[start of Data rows]
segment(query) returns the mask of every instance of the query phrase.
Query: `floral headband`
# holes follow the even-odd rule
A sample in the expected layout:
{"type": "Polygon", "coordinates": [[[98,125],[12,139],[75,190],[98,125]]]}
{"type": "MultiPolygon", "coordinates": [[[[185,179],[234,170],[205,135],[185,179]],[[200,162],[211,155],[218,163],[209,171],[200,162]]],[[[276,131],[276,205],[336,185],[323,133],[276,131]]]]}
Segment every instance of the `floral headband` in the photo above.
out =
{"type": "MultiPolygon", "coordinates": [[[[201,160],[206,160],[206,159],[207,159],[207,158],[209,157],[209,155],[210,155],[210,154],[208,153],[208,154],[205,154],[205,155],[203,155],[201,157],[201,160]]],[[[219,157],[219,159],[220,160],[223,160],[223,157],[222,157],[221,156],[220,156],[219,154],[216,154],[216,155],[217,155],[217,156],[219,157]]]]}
[end of Data rows]
» Directive: Copy out all the lines of the listing above without any changes.

» Response for this exercise:
segment(query) returns the mask of every instance of the query phrase.
Query: `floral headband`
# holes follow the even-odd rule
A sample in the expected layout:
{"type": "Polygon", "coordinates": [[[98,125],[12,139],[75,190],[98,125]]]}
{"type": "MultiPolygon", "coordinates": [[[[185,179],[234,170],[205,135],[185,179]],[[200,162],[211,155],[218,163],[209,171],[200,162]]],[[[276,131],[276,205],[336,185],[323,133],[276,131]]]]}
Segment every instance of the `floral headband` in the photo above.
out =
{"type": "MultiPolygon", "coordinates": [[[[201,160],[206,160],[206,159],[207,159],[207,158],[209,157],[209,155],[210,155],[210,154],[208,153],[208,154],[205,154],[205,155],[203,155],[201,157],[201,160]]],[[[219,157],[219,159],[220,160],[223,160],[223,157],[222,157],[221,156],[220,156],[219,154],[216,154],[216,155],[217,155],[217,156],[219,157]]]]}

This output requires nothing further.